### What is asked
How many lines in the two blocks below contain the string "face"? Reply with the number alone.

### Records to process
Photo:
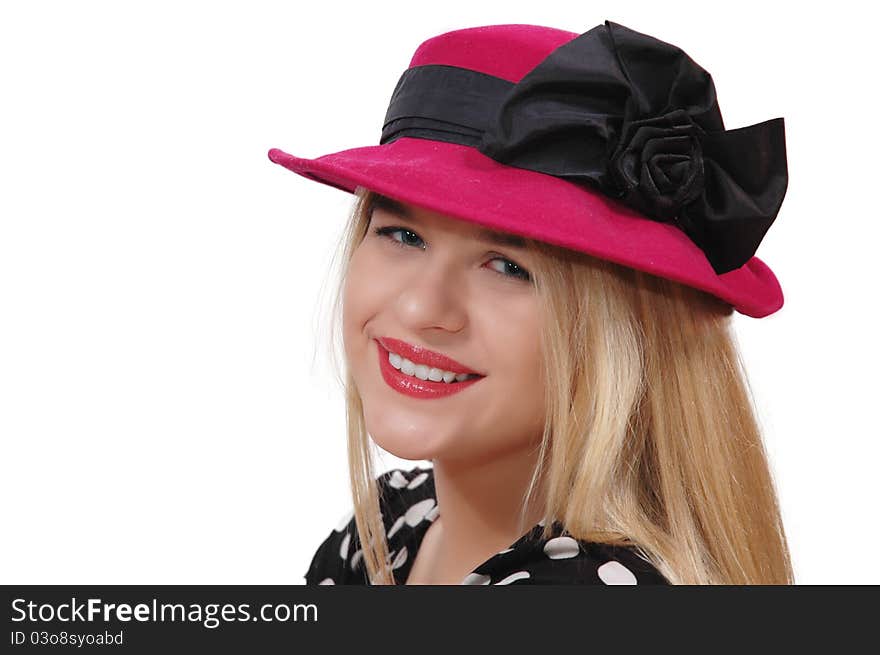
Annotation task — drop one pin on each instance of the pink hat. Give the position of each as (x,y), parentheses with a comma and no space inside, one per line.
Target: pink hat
---
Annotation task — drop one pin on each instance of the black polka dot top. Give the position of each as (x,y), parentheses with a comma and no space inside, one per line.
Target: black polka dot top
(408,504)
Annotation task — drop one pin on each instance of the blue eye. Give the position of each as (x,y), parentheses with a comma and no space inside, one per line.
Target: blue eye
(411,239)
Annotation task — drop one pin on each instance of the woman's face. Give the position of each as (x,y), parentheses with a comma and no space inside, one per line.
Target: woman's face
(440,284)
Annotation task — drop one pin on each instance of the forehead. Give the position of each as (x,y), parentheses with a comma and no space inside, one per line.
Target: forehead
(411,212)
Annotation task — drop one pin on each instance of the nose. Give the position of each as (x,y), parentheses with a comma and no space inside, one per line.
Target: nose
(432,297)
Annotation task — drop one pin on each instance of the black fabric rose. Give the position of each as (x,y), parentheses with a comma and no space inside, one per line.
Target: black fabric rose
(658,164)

### Result for this exercise
2